REQUIRED TASKS =>
A – Return, word for word, the part of the Toledo landmarks text that opens with the words containing "The Bisagra Gate" and closes with "of Carlos V.".
B – Decide whether each statement below agrees with the Toledo landmarks text, answering yes or no and quoting the deciding words. (i) The main structure of the Bisagra Gate was rebuilt in 1559. (ii) The Synagogue del Transito is the only synagogue left in the city. (iii) The Bridge of Alcantara was declared a National Monument in 1721.
C – Continue the text on Toledo landmarks from its last sentence.

TEXT EXTRACT =>
######

Synagogue del Transito

The Synagogue del Transito is one of the two remaining synagogues in the city. It can be visited and has exhibitions about the Jewish culture in Toledo.

El Greco's House and Museum

On Calle Samuel Levi 3, the famous painter El Greco lived and worked. He spend many years in Toledo and produced some of his most famous pieces here. In the house you can find a couple of his works including a splendid painting with a panoramic view of Toledo.

Bisagra Gate

The Bisagra Gate is of Moorish origin, but the main structure was rebuilt in 1559 from a design created by Alonso de Covarrubias. The gate is made up of two bodies, an interior and exterior body, with the plaza de armas (main square) in the middle. The enormous exterior structure is composed of a stone triumphal arch crowned by a huge imperial coat of arms of the city, with its unmistakeable two-headed eagle flanked by two large semicircular stone towers. The interior body is made of a rounded arch surrounded by two square towers, adorned with the coat of arms of Carlos V.

Cristo de la Luz Mosque

The Cristo de la Mosque was erected in 999 by the architect Musa ibn Alí, according to an inscription in Kufic symbols on the main facade. Inside, the naves are split between nine spaces covered by ribbed vaults, all different, thanks to four exterior columns with Visigoth capitals, around which there are twelve horseshoe arches. In the XII Century, a Roman-Mudejar sanctuary was formed by a semi-circular apse and a straight presbytery and decorated inside with Roman frescoes to adapt it to Christian worship. On the outside it is decorated with blind horseshoe arcades, access being through three doors with three different arches. polylobate, round and horseshoe.

Bridge of Alcantara

The Bridge of Alcantara is of Roman origin and was heavily damaged and rebuilt in the X Century. That was when the third arch disappeared, reduced to a small door with a horseshoe arch. During the reign of Alfonso X it suffered serious damage and was rebuilt. The West Tower belongs to this period, later altered and decorated during the reign of the Catholic Monarchs, whose arms decorate the walls. It does not show the pomegranate fruit since the reconquest was still not concluded. A baroque triumphal arch replaced the West Tower in 1721 because of its ruinous state. It was declared a National Monument in 1921.

######

DATA EXCERPTS =>
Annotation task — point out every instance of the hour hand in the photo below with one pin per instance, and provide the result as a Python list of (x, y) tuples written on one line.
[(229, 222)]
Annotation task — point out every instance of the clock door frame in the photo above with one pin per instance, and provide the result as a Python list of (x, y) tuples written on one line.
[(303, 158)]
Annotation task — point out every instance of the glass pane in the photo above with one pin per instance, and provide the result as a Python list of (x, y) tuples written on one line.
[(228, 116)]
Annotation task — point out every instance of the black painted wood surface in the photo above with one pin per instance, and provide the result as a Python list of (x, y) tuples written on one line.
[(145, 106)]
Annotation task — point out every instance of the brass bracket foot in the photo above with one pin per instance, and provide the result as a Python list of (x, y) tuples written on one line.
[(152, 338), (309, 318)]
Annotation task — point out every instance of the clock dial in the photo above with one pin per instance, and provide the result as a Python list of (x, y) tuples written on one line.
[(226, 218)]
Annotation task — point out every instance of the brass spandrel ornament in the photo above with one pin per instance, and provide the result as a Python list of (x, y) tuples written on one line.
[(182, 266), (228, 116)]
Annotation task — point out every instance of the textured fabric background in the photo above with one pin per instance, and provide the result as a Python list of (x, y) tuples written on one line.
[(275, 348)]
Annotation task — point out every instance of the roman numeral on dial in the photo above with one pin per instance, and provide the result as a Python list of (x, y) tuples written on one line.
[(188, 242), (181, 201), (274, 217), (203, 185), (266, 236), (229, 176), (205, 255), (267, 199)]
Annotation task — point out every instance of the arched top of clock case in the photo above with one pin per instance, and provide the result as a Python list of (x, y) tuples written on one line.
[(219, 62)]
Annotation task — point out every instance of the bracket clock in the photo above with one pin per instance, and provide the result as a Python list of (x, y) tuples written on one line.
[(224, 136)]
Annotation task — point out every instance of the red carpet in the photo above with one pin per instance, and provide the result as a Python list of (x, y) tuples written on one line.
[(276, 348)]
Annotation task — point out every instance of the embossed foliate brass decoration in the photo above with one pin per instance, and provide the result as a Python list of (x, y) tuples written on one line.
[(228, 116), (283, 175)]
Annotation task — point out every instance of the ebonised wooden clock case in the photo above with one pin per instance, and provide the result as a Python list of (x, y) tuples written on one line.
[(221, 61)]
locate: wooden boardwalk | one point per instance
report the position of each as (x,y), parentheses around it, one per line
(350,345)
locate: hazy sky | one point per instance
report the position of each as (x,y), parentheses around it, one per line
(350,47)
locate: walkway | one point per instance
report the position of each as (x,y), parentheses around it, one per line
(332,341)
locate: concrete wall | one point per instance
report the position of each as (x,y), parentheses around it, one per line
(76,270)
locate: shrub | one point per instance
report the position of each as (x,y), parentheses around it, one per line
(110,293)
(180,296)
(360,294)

######

RESPONSES PER TASK =>
A –
The Bisagra Gate is of Moorish origin, but the main structure was rebuilt in 1559 from a design created by Alonso de Covarrubias. The gate is made up of two bodies, an interior and exterior body, with the plaza de armas (main square) in the middle. The enormous exterior structure is composed of a stone triumphal arch crowned by a huge imperial coat of arms of the city, with its unmistakeable two-headed eagle flanked by two large semicircular stone towers. The interior body is made of a rounded arch surrounded by two square towers, adorned with the coat of arms of Carlos V.

B –
(i) Yes: "the main structure was rebuilt in 1559 from a design created by Alonso de Covarrubias"
(ii) No: "one of the two remaining synagogues in the city"
(iii) No: "It was declared a National Monument in 1921."

C –
Roman Circus

The ruins of the Roman circus are located in Vega Baja, on each side of the avenue of Carlos III, with which disappeared a large part of the base of its stands. Its north-east to south-east orientation avoided dazzling from the chariots. It was built at the end of the I Century with an extended base of 408 metres, composed of two straight parallel lines with 86.2 metres separating them and two more curves. The west end was semicircular and stood on twenty-two vaults to start the chariot races. A small wall, on the inside, separated the two directions. The existing vaults supported different levels of stands that could hold up to 13,000 spectators. Of the large access gates, only the upper parts on both sides can be seen. It was in operation until the IV Century. Its later abandonment caused the disappearance of its fine panelling materials. It was used as a cemetery at different times, as well as a storage place for vessels and was also used as shelter by beggars at the end of the XVIII Century, causing cardinal Lorenzana to order several vaults that still remained to be thrown away. Currently a large part is integrated into the park known as Campo Escolar, created in 1906 for the Fiesta del Árbol, recovering the wasteland outside of the city walls, since the development of the area would take nearly half a century. In its surroundings there was a Roman theatre, on the plot now occupied by a school.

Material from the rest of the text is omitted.